EXTRACT PROVIDED —
:::
I need a disc for the southeast if anyone has one.


----------



## phaetonenvy (Jun 2, 2006)

Updated. Cnsandog, you asked for wash dc first...pm if you want it, otherwise, it is taken by motorista.

I will send pm's to everyone to arrange payment and shipping.

Thanks!

Joe


----------



## Passat2001_5lover (Dec 11, 2001)

*California*

I would like California, if not spoken for yet.


----------



## EurodriverMK3 (Apr 5, 2008)

PM sent for southeast a few days ago. Also posted on here about a week ago. If its available ill take it. Thank you


----------



## debwins (Jun 1, 2002)

*California, if anyone has it available from the 2012 CD NAV set*

If any of you who are breaking up a 2012 CD NAV set have the cd with California available I would appreciate it.

Thanks,
Deb


----------



## phaetonenvy (Jun 2, 2006)

The cds have arrived. Pms with payment link will be sent out today.

Hi.

2 quick things: I sent out PM's, but I thought this might be a bit faster.

I setup a page for payment via paypal: just add to cart and checkout.

https://engineguy.com/phaeton-navigation-discs

Thanks,
Joe


----------



## coolsig (Jan 4, 2011)

payment sent for california map, cd1.

Thanks
Noel.


----------



## phaetonenvy (Jun 2, 2006)

Victor and Noel, your discs have been sent


----------



## planeadam (Nov 26, 2011)

My apologies if this is a stupid/often-asked question, but why is it the BMW nav set that works for the Phaeton and not a VW one (or Mercedes etc)?


----------



## Motorista (Oct 28, 2005)

Payment sent for discs 2, 7 and 9. If you are ever going to break another set, I'm still interested in discs 8 and 10.
Many thanks
Stefano


----------



## coolsig (Jan 4, 2011)

Thank you !

Regards
Noel.


----------



## EurodriverMK3 (Apr 5, 2008)

still waiting for someone with the southeast disc.


----------



## PanEuropean (Nov 3, 2001)

Payment sent for the Canada disc. 

Michael


----------



## rayh (Feb 26, 2012)

*southeast*

I would like to purchase a southeast disc from someone.


----------



## phaetonenvy (Jun 2, 2006)

Michael, disc sent.

Invisiblewave, have you changed your mind about disc 3?

Still have:

Disc 3 tx, ok, ar, la

Disc 4 mn, ia, ks, mo, wi, il


----------



## planeadam (Nov 26, 2011)

I'll buy disc 4 if still available


----------



## DNAguy (Oct 13, 2009)

*I would love the California Disk!!!*

Hi, 

If California disc is still available I would love to have it...Let me know know how to get you the money... 

My address is Charles Strom 
2939 Calle Gaucho 
San Clemente, CA 92673 
Phone: 949-233-0623 
Email [email protected] 

Thanks! 

Buck


----------



## macon2382 (Apr 11, 2012)
:::
EXERCISES TO COMPLETE —
1 – Set down the passage of the navigation disc thread starting with "My apologies if" and going on through "(Oct 28, 2005)".
2 – List the state abbreviations that the navigation disc thread gives for Disc 4.
3 – According to the navigation disc thread, which discs did Motorista send payment for?
The entries are not required for this work.
:::
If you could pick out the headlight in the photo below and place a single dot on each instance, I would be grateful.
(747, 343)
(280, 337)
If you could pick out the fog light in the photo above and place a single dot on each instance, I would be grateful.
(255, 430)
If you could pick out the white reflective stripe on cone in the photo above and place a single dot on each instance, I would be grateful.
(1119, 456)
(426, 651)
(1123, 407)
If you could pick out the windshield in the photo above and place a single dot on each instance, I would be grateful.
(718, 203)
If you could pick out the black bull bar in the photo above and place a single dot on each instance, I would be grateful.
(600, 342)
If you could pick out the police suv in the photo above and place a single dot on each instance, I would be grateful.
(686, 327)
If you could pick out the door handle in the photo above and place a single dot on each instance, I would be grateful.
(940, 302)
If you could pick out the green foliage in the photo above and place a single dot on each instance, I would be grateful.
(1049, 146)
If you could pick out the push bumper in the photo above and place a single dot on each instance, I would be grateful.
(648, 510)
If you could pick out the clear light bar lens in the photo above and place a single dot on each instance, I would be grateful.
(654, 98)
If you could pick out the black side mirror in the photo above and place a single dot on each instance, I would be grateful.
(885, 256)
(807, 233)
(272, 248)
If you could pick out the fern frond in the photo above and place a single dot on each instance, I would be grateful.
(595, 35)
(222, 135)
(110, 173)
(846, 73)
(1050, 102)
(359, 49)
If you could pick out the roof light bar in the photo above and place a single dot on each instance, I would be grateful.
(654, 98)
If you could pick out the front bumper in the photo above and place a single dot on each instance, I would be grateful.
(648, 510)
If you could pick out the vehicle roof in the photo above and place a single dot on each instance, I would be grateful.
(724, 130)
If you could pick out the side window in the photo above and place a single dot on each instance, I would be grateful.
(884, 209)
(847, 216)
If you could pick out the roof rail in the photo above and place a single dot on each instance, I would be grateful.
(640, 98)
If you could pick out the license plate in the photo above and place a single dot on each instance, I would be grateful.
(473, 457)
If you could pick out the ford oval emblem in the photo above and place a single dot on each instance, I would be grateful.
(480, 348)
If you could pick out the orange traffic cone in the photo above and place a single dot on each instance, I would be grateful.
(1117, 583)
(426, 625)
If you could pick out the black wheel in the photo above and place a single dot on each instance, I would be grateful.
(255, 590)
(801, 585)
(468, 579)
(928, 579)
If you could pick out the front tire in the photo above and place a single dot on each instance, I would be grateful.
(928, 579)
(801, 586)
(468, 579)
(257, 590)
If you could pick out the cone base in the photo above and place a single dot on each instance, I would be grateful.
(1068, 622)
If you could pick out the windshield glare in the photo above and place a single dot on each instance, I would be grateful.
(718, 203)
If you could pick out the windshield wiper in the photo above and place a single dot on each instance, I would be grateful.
:::
RESULTS FOR EACH TASK —
1 –
My apologies if this is a stupid/often-asked question, but why is it the BMW nav set that works for the Phaeton and not a VW one (or Mercedes etc)?


----------



## Motorista (Oct 28, 2005)

2 – mn, ia, ks, mo, wi, il

3 – Discs 2, 7 and 9.